__SOURCE TEXT__:
_____

Refactoring in Ruby in Haskell
Recently, my team at work read the first few chapters of Refactoring: Ruby Edition, a 2009 translation by Jay Fields and Shane Harvie of Martin Fowler’s Refactoring from 1999.
The book’s first chapter takes the reader through a refactoring of a small example program, with incremental code changes and their motivations explained along the way. The chapter is presumably meant to give the reader a taste of what the authors consider a well-managed refactoring session.
Of the chapters we read, except for a handful of points, I don’t have a strong positive or negative opinion on the authors’ arguments and insights, (given the book’s context). The dominant frustration I did have while reading the chapters was from the staggering proportion of considerations that would have been obviated by an expressive static type system.
Naturally, I translated the refactoring session from Chapter 1 into Haskell.
There are significant differences from the Ruby examples and this Haskell translation. In translating, I tried to be faithful to (my reading of) the spirit of the Ruby examples by writing code that might have been written by a junior dev, hammered out in haste, or hacked together without intention of ‘making it to production’: it fulfills its stated purpose and nothing more. The point is this is straightforward Haskell code, and its differences from the Ruby examples are attributable to differences between the respective languages.
This is a working literate Haskell program, which you can
download here. You can load it in ghci
with :load refactoring_1.lhs
, and inspect any value defined here. If
you need to install Haskell first, follow this
guide.
First, some basic imports.
module Refactoring where
import Data.List (intercalate)

_____

__DATA ENTRIES__:

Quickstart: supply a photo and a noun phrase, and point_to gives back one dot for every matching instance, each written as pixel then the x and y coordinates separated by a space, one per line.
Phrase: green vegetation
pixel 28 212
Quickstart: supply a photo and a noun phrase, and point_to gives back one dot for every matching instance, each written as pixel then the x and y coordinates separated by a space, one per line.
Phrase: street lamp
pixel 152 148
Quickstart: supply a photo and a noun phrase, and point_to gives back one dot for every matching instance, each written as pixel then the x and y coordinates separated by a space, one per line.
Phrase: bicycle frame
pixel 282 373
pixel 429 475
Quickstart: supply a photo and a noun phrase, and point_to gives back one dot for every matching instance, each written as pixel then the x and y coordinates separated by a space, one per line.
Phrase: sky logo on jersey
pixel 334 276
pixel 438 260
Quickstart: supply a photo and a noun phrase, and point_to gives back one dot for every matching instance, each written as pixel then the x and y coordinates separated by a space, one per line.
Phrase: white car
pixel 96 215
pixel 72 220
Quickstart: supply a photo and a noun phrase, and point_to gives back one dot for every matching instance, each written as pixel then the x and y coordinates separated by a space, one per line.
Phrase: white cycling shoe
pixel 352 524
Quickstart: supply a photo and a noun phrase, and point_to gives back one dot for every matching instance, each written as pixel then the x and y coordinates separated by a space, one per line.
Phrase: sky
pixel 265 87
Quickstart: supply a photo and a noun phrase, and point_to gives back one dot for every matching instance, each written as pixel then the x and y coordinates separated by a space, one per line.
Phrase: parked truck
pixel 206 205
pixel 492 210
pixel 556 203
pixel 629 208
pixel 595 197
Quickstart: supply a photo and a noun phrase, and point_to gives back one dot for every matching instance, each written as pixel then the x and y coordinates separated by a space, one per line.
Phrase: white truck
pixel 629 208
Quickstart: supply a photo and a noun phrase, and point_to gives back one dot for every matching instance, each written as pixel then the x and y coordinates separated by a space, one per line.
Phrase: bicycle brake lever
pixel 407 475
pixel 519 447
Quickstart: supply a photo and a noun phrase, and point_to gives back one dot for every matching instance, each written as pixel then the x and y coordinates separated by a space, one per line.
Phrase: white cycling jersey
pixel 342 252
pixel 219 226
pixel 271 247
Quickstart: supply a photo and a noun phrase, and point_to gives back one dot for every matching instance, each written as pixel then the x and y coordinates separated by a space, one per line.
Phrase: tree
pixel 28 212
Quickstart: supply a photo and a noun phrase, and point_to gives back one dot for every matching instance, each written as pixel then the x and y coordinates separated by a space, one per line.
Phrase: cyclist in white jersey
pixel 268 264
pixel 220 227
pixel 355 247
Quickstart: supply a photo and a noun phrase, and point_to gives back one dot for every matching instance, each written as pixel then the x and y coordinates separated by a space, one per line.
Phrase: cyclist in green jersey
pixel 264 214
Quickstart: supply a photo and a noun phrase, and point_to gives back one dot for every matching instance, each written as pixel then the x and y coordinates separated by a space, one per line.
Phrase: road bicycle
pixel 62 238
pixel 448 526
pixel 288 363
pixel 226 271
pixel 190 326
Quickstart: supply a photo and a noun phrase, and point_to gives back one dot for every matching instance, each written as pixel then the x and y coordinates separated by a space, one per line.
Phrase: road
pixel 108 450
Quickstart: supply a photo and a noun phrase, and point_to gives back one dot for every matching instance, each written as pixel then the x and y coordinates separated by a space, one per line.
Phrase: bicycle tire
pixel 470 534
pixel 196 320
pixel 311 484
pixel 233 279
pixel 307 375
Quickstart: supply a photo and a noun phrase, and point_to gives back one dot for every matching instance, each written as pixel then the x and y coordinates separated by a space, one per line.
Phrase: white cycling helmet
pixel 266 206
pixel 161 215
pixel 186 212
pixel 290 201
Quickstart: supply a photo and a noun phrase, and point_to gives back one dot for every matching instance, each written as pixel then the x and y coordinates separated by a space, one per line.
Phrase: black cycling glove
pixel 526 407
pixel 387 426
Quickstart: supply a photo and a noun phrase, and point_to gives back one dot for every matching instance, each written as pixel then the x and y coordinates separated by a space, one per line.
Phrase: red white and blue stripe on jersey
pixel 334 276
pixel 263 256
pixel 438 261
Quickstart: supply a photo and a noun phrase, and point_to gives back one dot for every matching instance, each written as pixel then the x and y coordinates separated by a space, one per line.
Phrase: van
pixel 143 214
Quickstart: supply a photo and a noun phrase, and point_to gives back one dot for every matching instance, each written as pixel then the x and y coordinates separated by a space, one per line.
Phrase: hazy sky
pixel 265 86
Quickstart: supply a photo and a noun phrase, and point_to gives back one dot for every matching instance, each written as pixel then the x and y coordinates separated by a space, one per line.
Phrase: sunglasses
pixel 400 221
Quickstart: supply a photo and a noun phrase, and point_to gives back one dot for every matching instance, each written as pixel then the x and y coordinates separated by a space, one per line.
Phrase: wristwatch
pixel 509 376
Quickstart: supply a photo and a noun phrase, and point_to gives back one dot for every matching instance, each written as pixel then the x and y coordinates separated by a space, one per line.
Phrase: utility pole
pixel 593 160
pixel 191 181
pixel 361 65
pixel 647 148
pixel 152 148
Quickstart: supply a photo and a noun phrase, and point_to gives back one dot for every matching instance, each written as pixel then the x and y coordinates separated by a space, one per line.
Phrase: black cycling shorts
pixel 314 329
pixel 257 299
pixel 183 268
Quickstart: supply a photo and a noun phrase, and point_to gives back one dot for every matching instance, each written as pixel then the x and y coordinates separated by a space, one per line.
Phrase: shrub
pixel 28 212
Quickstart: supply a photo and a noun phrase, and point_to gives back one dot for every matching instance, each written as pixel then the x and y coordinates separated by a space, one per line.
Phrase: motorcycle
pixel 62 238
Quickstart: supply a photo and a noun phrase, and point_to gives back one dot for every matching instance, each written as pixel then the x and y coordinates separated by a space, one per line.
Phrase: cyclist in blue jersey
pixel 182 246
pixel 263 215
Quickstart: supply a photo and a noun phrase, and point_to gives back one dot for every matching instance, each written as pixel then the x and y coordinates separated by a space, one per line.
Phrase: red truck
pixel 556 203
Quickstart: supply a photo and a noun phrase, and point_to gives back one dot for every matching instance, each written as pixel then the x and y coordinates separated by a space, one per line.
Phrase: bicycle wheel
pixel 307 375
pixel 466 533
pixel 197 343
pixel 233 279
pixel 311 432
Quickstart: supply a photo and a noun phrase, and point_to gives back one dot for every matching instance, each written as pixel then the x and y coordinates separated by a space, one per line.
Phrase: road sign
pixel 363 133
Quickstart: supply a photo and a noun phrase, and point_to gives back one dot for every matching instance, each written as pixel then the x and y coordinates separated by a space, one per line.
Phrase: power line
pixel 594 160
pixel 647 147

_____

__OBJECTIVE 1__:
Which GHCi command does the refactoring post give for loading its literate Haskell program?
__OBJECTIVE 2__:
Reproduce the refactoring post word for word from "The book’s first" up to and including "well-managed refactoring session.".
None of the data is needed for what comes next.

__FULL RESPONSE 1__:
:load refactoring_1.lhs

__FULL RESPONSE 2__:
The book’s first chapter takes the reader through a refactoring of a small example program, with incremental code changes and their motivations explained along the way. The chapter is presumably meant to give the reader a taste of what the authors consider a well-managed refactoring session.